[start of PROVIDED RECORDS]

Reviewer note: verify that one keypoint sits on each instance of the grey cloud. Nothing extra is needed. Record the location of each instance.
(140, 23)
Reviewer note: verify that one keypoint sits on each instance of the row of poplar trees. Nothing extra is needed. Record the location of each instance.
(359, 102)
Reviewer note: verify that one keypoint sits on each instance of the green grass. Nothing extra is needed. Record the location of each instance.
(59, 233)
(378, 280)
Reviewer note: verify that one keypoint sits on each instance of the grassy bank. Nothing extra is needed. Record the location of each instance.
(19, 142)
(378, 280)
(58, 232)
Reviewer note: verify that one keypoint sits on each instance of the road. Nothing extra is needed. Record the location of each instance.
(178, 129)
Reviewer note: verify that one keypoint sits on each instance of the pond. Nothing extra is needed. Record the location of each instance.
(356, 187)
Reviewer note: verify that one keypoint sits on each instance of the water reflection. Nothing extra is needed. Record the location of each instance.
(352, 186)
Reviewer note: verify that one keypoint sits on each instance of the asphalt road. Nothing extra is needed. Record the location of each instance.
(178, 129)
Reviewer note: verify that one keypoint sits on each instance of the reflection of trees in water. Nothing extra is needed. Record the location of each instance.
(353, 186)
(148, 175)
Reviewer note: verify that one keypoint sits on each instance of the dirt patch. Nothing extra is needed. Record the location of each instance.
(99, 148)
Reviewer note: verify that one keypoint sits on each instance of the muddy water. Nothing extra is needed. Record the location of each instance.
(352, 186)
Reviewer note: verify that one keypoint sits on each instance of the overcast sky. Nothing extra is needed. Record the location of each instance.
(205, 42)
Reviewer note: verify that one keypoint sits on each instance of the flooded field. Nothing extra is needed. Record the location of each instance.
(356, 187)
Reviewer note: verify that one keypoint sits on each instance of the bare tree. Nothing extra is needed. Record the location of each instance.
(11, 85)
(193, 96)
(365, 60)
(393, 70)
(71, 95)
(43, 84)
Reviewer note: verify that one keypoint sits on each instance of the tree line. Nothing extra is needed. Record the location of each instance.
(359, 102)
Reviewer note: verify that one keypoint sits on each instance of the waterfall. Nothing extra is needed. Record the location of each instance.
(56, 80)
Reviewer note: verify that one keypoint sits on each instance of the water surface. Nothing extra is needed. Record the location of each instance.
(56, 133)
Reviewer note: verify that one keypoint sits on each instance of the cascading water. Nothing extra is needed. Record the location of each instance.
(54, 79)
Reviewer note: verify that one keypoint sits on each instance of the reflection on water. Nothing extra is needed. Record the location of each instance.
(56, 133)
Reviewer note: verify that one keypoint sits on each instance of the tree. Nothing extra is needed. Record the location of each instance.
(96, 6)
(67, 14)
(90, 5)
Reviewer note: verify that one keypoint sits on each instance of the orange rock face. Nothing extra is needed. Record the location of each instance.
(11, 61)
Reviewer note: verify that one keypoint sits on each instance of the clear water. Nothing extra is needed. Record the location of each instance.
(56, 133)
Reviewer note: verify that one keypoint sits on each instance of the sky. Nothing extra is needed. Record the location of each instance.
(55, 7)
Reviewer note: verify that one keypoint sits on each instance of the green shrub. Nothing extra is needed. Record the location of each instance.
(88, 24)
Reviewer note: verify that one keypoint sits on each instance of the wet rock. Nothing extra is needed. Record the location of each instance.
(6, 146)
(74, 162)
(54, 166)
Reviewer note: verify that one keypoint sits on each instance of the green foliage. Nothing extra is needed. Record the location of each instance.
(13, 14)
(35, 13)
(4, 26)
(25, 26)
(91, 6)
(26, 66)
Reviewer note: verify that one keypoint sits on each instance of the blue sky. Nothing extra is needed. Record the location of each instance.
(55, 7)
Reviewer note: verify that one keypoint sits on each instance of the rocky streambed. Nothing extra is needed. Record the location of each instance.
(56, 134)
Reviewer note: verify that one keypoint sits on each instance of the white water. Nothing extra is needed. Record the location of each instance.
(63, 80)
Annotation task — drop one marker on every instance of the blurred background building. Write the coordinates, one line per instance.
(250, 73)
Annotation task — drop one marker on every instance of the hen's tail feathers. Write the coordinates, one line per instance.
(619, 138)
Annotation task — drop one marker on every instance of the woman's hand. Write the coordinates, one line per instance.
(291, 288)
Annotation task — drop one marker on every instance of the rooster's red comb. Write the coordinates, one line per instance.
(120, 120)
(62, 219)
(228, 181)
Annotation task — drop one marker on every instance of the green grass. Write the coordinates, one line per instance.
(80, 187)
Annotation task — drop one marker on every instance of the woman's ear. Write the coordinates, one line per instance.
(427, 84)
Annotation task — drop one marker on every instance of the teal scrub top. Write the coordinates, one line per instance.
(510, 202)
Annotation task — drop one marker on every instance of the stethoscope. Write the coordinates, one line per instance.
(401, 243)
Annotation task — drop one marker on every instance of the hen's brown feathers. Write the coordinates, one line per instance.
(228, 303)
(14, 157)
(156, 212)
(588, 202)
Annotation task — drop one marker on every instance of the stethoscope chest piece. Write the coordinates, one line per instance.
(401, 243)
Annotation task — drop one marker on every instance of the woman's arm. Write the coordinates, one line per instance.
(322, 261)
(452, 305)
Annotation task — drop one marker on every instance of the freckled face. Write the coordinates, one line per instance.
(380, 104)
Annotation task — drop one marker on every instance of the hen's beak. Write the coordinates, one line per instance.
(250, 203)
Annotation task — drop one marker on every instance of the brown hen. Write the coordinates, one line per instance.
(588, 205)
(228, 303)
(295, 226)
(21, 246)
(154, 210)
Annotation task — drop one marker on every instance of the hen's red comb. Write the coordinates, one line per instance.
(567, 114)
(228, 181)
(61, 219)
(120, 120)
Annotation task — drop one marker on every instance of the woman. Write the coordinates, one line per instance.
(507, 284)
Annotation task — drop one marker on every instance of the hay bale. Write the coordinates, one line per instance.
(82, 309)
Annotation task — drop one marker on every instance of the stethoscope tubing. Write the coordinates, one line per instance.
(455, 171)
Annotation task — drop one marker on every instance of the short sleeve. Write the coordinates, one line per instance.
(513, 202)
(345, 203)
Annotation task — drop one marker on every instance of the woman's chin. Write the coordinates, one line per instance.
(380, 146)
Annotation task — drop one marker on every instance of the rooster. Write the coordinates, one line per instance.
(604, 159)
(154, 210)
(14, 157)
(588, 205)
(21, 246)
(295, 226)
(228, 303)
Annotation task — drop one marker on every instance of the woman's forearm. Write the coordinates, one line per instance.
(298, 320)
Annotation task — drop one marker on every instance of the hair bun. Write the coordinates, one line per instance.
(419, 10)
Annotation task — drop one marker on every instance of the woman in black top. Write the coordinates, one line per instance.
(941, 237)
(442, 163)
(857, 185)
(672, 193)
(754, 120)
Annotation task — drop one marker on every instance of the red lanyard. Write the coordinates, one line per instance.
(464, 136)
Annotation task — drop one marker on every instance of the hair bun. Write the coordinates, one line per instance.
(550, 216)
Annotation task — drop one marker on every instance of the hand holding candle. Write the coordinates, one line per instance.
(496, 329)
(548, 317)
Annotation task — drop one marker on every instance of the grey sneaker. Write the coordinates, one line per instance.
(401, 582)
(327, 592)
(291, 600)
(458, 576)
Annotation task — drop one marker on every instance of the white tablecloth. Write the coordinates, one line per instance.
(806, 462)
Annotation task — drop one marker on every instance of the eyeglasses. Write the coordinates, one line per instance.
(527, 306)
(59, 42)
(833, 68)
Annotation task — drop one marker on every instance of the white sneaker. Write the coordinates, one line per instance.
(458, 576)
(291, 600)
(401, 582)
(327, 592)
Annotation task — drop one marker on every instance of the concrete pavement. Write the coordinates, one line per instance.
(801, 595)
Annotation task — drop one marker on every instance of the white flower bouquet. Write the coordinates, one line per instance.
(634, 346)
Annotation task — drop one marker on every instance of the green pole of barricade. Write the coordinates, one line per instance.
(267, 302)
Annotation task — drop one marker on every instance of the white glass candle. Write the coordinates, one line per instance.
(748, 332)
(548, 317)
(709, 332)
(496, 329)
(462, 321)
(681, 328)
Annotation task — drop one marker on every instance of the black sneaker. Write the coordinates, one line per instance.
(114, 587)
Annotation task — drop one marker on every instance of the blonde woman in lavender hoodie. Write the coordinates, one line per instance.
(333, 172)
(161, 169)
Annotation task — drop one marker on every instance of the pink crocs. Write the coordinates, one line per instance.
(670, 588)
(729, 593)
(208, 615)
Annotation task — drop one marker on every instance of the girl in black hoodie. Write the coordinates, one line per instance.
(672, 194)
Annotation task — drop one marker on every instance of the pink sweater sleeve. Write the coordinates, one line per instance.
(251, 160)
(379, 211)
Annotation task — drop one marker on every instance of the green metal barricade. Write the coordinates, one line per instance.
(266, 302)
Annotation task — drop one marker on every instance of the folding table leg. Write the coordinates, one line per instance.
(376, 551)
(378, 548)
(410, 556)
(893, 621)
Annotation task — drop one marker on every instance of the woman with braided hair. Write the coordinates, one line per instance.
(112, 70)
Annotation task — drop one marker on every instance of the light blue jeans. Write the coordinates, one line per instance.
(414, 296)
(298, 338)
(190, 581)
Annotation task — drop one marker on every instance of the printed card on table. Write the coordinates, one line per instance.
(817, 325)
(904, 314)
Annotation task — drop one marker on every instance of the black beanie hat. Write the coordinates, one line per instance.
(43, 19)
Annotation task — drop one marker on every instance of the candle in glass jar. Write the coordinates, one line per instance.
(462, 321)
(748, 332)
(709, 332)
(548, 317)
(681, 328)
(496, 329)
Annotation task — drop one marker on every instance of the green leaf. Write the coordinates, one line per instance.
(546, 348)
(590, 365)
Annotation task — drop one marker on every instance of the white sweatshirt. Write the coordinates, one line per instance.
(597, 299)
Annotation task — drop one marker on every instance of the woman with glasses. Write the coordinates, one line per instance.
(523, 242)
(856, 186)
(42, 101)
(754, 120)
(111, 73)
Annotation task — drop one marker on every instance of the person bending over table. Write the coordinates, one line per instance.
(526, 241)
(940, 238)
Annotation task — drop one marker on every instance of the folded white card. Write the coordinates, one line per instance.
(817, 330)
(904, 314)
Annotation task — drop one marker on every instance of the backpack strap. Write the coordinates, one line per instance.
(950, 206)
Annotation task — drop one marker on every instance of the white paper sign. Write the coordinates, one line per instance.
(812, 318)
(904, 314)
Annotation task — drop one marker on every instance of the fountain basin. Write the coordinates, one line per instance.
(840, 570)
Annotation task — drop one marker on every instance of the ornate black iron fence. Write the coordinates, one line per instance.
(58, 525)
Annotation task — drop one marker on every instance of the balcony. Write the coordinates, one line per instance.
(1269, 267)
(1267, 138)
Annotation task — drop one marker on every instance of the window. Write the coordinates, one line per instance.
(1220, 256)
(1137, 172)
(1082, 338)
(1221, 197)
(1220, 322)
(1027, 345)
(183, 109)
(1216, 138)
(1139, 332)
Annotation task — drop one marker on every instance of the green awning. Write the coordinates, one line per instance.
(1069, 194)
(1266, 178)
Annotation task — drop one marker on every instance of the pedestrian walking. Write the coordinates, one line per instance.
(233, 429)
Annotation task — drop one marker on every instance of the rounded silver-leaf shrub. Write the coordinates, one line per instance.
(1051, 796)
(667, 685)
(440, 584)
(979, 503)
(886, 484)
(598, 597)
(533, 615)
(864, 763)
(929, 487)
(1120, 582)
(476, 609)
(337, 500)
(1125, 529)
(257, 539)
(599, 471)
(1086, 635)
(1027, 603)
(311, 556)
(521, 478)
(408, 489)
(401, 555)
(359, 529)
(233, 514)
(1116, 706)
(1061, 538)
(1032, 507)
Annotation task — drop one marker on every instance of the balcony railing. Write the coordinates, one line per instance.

[end of PROVIDED RECORDS]

[INSTRUCTION] Extract, unchanged, the closing run of lines that opens with the line containing "awning. Write the coordinates, one line per instance." and ends with the last line.

[RESULT BELOW]
Annotation task — drop one marker on every instance of the green awning. Write the coordinates, one line per instance.
(1069, 194)
(1266, 178)
Annotation task — drop one marker on every instance of the pedestrian walking. Write the coordinates, one line per instance.
(233, 429)
Annotation task — drop one marker on every instance of the rounded silver-leaf shrub. Write the coordinates, one line per instance.
(1051, 796)
(667, 685)
(440, 584)
(979, 503)
(886, 484)
(598, 597)
(533, 615)
(864, 763)
(929, 487)
(1120, 582)
(476, 609)
(337, 500)
(1125, 529)
(257, 539)
(599, 471)
(1086, 635)
(1027, 603)
(311, 556)
(521, 478)
(408, 489)
(401, 555)
(359, 529)
(233, 514)
(1116, 706)
(1061, 538)
(1032, 507)
Annotation task — drop one marker on every instance of the balcony railing. Write the coordinates, one line per instance.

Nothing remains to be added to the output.